| Raw data |
==================================================
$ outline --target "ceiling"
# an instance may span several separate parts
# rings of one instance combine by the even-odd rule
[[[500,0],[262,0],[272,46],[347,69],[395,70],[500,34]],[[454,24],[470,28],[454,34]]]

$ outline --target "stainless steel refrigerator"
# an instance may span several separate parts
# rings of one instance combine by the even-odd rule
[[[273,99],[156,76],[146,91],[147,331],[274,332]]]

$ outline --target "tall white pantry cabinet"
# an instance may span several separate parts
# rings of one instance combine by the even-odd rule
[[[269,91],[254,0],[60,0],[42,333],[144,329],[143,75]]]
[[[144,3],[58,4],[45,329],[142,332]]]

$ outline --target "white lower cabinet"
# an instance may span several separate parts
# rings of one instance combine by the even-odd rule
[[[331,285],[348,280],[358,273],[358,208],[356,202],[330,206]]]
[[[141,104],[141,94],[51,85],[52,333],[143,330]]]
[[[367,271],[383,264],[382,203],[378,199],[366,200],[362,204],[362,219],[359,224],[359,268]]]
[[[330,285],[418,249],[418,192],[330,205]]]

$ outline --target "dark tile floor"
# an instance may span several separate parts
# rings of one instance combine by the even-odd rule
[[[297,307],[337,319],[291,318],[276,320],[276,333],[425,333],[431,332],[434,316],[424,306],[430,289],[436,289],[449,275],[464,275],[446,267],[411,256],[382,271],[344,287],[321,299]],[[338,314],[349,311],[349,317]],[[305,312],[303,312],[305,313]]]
==================================================
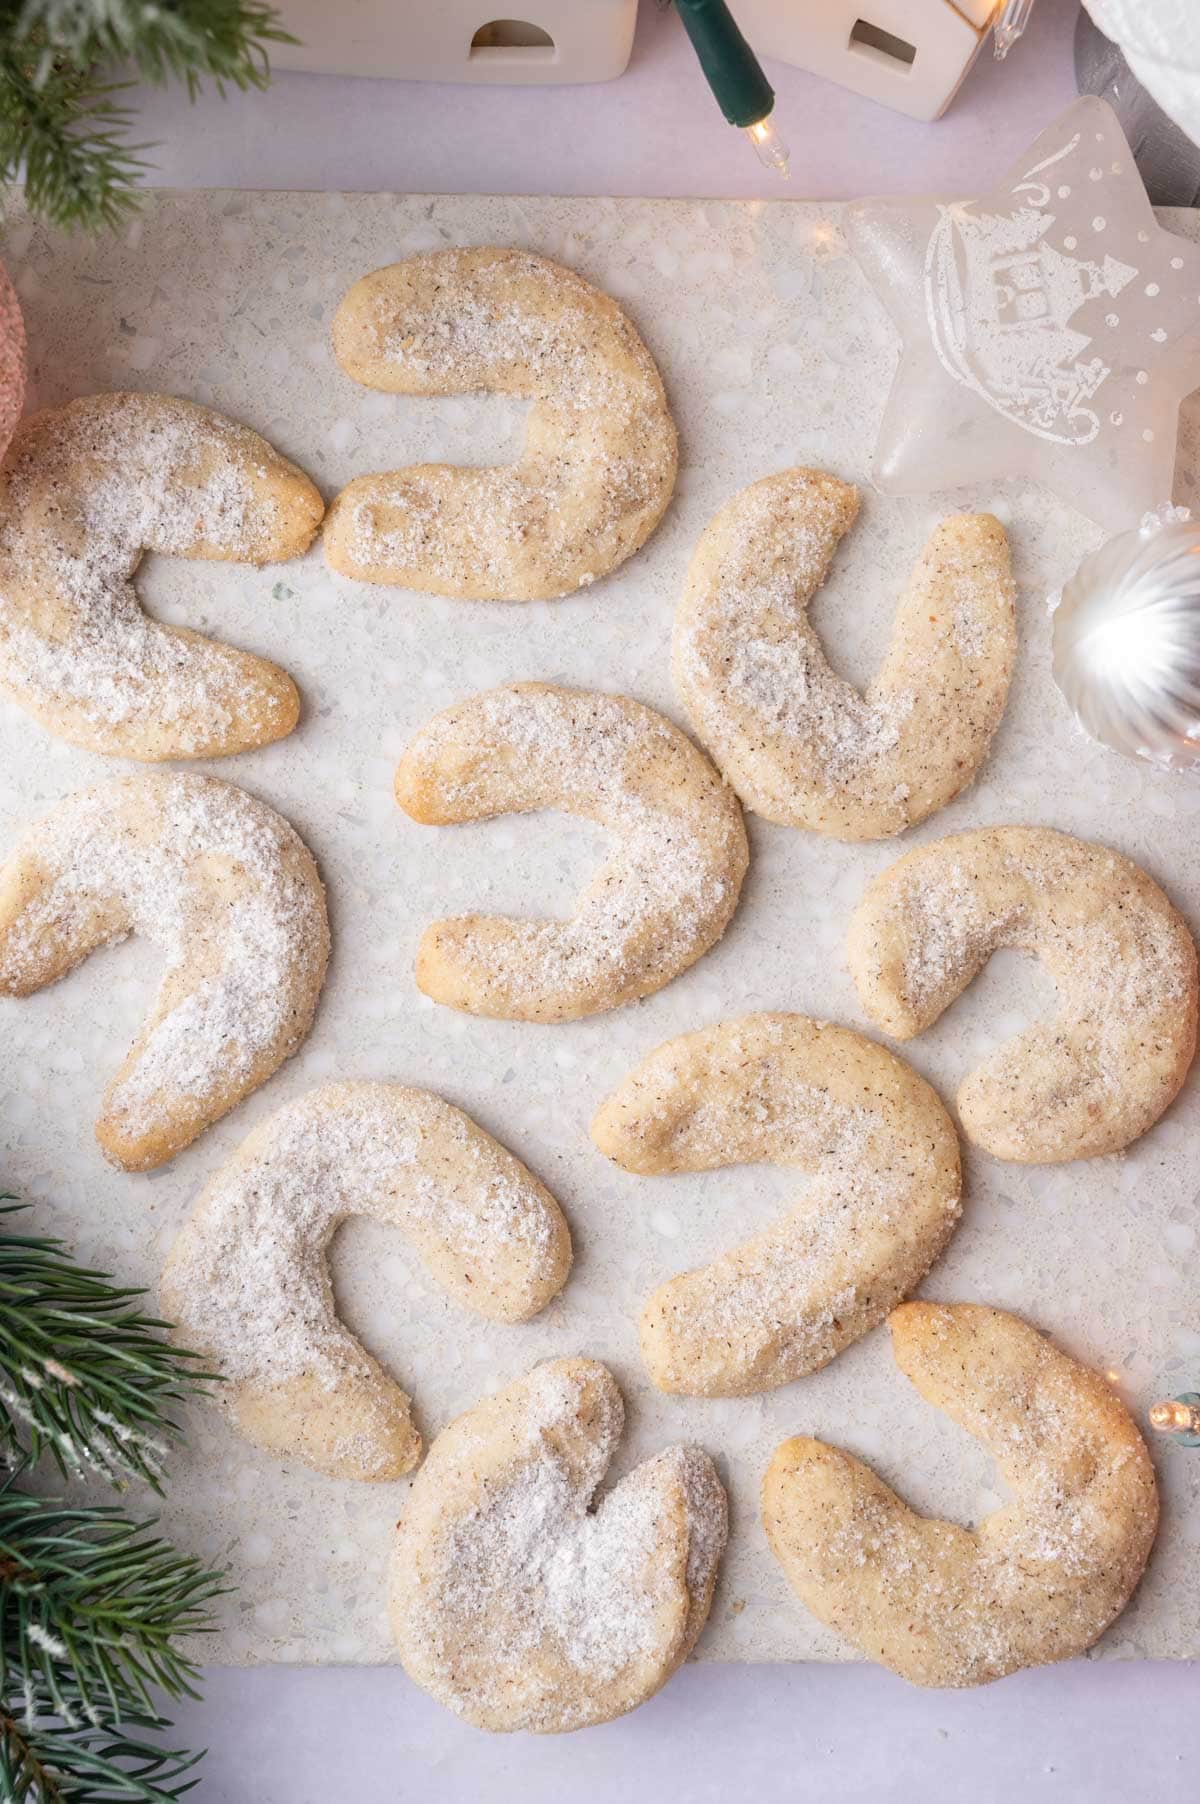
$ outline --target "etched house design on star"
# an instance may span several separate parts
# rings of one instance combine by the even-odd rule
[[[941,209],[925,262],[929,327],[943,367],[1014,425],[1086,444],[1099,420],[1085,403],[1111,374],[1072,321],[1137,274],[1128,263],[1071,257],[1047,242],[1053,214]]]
==================================================
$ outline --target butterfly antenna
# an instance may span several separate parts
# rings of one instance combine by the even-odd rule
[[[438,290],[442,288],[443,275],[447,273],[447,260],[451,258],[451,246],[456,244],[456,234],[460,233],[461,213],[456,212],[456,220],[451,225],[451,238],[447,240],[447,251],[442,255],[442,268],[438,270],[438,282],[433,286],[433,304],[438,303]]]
==================================================
| What is expected |
Reproduce each line above that contains "white".

| Written response |
$ outline --target "tall white pantry cabinet"
$ outline --target "white lower cabinet"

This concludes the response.